** START OF GIVEN INFORMATION **
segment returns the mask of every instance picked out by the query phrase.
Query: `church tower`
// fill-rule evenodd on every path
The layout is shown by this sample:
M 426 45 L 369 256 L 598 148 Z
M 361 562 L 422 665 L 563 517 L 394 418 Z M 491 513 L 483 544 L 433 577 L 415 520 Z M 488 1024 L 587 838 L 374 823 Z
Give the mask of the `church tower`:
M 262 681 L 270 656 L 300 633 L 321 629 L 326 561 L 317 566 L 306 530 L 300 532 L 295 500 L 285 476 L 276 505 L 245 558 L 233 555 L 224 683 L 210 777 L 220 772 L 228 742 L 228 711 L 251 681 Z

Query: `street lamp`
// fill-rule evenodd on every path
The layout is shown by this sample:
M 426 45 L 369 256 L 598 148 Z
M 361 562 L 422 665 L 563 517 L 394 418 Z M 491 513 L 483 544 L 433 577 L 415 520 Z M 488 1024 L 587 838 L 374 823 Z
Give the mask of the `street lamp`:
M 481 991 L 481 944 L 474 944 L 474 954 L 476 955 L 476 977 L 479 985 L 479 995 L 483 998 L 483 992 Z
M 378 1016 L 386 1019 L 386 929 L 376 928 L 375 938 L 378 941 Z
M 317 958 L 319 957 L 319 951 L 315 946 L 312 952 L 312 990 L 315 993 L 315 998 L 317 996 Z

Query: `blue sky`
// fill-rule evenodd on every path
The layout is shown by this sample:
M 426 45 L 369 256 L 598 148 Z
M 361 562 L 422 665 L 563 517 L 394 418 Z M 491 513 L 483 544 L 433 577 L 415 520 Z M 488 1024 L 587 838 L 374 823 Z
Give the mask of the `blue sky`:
** END OF GIVEN INFORMATION **
__REQUIRED TASK__
Could you return all of the material above, line for line and without a single change?

__REPLY__
segment returns the mask of every instance picked out by the query phrase.
Query: `church tower`
// fill-rule evenodd on every path
The layout is shown by this sample:
M 426 45 L 369 256 L 598 148 Z
M 361 562 L 422 665 L 563 517 L 394 418 Z M 491 513 L 483 544 L 433 577 L 415 520 Z M 488 1024 L 587 838 L 374 823 Z
Give the mask of the `church tower`:
M 262 681 L 270 656 L 300 633 L 321 629 L 326 561 L 317 566 L 306 530 L 300 532 L 295 500 L 285 476 L 276 505 L 245 558 L 233 555 L 224 683 L 210 777 L 220 772 L 228 742 L 228 711 L 251 681 Z

Query: `street lamp`
// fill-rule evenodd on every path
The layout is shown by this sample:
M 426 45 L 369 256 L 598 148 Z
M 361 562 L 422 665 L 563 517 L 394 418 Z M 491 513 L 483 544 L 433 577 L 415 520 Z M 488 1024 L 587 838 L 374 823 Z
Give the mask of the `street lamp`:
M 481 991 L 481 944 L 474 944 L 474 954 L 476 955 L 476 977 L 479 985 L 479 995 L 483 998 L 483 992 Z
M 378 1016 L 386 1019 L 386 929 L 376 928 L 375 938 L 378 941 Z
M 317 958 L 319 957 L 319 951 L 315 946 L 312 952 L 312 990 L 315 993 L 315 998 L 317 996 Z

Query: `blue sky`
// fill-rule evenodd on every path
The layout is shown by this sample:
M 426 45 L 369 256 L 598 148 Z
M 361 562 L 422 665 L 563 517 L 394 418 Z M 491 513 L 483 544 L 433 577 L 415 520 Z M 488 1024 L 587 838 L 374 823 Z
Give the mask of the `blue sky`:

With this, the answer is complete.